• _実施事項_
1. グローバリゼーションに関する抜粋の「グローバリゼーション ここ数」から「的として進めるケースがある。」までをすべて書き出し、その際「既存市場」を「従来の市場」に置き換えること。
2. グローバリゼーションに関する抜粋によると、日本の生産原価が上昇した後、ナイキはどの国々に生産拠点を移したか。

• _原文抜粋_
########

グローバリゼーション ここ数10年に起こった経営環境の大きな変化に国際化(グローバリゼーション)がある。企業がその事業範囲を世界に広げる理由として、1)既存市場における優れた業績と競争優位性を新しい市場で活用するため、2)新しい競争優位性をグローバリゼーションによって獲得することを目的として進めるケースがある。

グローバリゼーション カテゴリー グローバル化に言っても、ある企業は単に自社の商品を時々輸出するものから、販売のライセンスを海外の企業に譲渡するもの、海外に独立した事業部をおき積極的に海外の市場に合わせた事業をおこなうものまで色々あり、単純に何がグローバル化か幾つかの違った区分がある。海外での事業展開への参入の度合いで区分することができる。 ステージ1 時々自社の商品を海外からの注文で輸出する。 ステージ2 販売事業を海外に作り、販売を積極的におこなう。 ステージ3 製造技術や販売ノウハウなどを海外の企業にライセンスして、その海外企業が商品の製造販売をおこなう。 ステージ4 海外に製造拠点を設立する。 ステージ5 海外に独立した事業部あるいは会社を立ち上げ、その会社の経営陣が全ての経営戦略を設定し実行する。 ステージ6 大部分の企業への投資が海外からの投資家によっている。 こうした違いは、またその企業がグローバル化によって直面する様々な問題に違いをもたらします。

グローバリゼーション ナイキのケース ナイキは設立当時、低コストで高品質のスニーカーを日本で生産し、アメリカ市場ではブランドと流通の確率に集中して、競争優位性を構築した、その後、アメリカ市場での強力なブランド力を活用して世界に事業を展開し、そのグローバル。ブランドはきわめて強力になった。また日本の生産原価が上昇すると、コストの安い韓国、台湾、インドネシア、タイに生産拠点を移した。 当初ナイキは、日本の安い生産原価を活用して競争優位を目指し、その後、アメリカにおける強力なブランド力の優位性を他国で活用し、その後、生産場所を移転して、低コストという競争優位性を維持したのである。

グローバリゼーション IBMのケース IBMはその顧客のビジネス・ニーズに対応したテクノロジーを提供することでビジネスを展開している。IBMが提供する商品・サービスにはパーソナル・コンピューター、サーバー、ウエブ・ホスティング、各種ソフトウエアー、などがある。IBMのCEOであるルイス・ガストナーがIBMの経営ビジョンをこう語っている。 IBMは最先端の情報技術の研究・開発・製造技術を持っている。その商品はコンピューター、ソフトウエアー、通信機器、情報ストレージ機器、マイクロプロセッサー等幅広い情報技術に広がっている。そして、世界中にいるわが社のプロフェショナルな技術者はこれらの情報技術を顧客のビジネスの価値創造に役立つようにサービスを提供する。 このバストナーのビジョンを実現するための幾つかの経営戦略をIBMは決定したが、そのうちの1つに、IBMは初めてグローバル・ウーマン・リーダー会議を開催した。この会議には、81人の女性経営管理者が19の違った国から集められた。この会議の目的は、何がIBMの女性マネージャーにとって、彼らの成功の妨げとなっているのか洗い出し、それに対する対応策を作成することであった。その会議で洗い出された問題点として以下のものが示された。 IBMの企業文化は非常に男性中心である 女性従業員がその仕事の役割と個人的な役割のバランスを取ることが困難である 女性従業員にはほとんどアドバイザー的なサポートをする人材が与えられない。 IBMの企業文化は女性従業員にあまりリスクのある仕事を与えない これらの問題点を解決することがIBMの世界戦略を進める上で非常に重要であり、ガストナーの経営ビジョンを実現する上で必要不可欠であると認識された。

########

• _保存済み項目_
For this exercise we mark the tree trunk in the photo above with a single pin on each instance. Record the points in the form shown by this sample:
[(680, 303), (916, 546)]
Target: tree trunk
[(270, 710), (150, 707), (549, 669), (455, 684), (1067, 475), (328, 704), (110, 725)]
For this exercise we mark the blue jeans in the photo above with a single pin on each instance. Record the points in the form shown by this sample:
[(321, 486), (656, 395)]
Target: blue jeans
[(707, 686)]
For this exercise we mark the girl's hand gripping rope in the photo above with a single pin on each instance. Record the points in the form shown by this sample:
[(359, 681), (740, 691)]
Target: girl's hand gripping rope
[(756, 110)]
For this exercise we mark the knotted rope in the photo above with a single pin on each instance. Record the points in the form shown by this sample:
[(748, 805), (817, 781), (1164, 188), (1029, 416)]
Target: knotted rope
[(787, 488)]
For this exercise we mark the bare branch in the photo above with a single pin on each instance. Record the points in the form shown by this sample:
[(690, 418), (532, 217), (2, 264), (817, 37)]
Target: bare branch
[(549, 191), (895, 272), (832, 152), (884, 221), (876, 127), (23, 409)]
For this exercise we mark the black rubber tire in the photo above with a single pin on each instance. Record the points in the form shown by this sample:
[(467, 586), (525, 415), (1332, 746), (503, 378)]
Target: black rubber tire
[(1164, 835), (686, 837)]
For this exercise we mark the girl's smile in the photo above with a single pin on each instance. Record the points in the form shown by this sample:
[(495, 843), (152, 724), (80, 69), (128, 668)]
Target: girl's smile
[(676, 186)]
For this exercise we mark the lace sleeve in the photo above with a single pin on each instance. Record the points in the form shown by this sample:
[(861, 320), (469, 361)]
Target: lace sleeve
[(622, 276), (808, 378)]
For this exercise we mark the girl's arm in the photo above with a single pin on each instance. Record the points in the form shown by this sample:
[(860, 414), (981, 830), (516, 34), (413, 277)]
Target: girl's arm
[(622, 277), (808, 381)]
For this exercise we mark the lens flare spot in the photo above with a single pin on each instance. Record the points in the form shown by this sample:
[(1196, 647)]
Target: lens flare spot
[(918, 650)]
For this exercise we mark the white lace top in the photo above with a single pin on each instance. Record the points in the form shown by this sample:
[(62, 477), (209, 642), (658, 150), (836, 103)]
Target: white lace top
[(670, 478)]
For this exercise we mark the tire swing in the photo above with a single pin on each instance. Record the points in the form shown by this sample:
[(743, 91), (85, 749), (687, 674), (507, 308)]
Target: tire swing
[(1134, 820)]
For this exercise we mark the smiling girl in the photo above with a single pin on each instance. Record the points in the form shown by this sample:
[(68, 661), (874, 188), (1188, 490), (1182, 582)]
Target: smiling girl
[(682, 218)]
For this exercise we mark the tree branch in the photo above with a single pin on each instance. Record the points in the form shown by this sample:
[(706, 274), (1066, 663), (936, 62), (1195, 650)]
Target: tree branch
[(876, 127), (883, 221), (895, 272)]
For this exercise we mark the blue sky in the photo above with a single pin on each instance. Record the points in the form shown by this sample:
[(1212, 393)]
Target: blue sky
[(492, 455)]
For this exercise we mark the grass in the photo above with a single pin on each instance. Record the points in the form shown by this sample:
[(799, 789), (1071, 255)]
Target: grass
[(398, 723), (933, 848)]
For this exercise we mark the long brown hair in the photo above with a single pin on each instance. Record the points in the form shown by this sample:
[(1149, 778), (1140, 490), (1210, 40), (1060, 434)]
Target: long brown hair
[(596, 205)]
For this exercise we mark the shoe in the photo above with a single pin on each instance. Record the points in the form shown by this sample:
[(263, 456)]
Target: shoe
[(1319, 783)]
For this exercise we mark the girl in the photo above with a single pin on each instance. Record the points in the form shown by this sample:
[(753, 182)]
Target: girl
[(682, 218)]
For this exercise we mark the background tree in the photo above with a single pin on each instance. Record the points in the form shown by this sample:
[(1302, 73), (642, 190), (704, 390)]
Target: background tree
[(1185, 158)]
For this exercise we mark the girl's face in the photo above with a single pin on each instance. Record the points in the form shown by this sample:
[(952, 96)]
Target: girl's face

########

• _演習の解答_
1.
グローバリゼーション ここ数10年に起こった経営環境の大きな変化に国際化(グローバリゼーション)がある。企業がその事業範囲を世界に広げる理由として、1)従来の市場における優れた業績と競争優位性を新しい市場で活用するため、2)新しい競争優位性をグローバリゼーションによって獲得することを目的として進めるケースがある。

2. 韓国、台湾、インドネシア、タイ。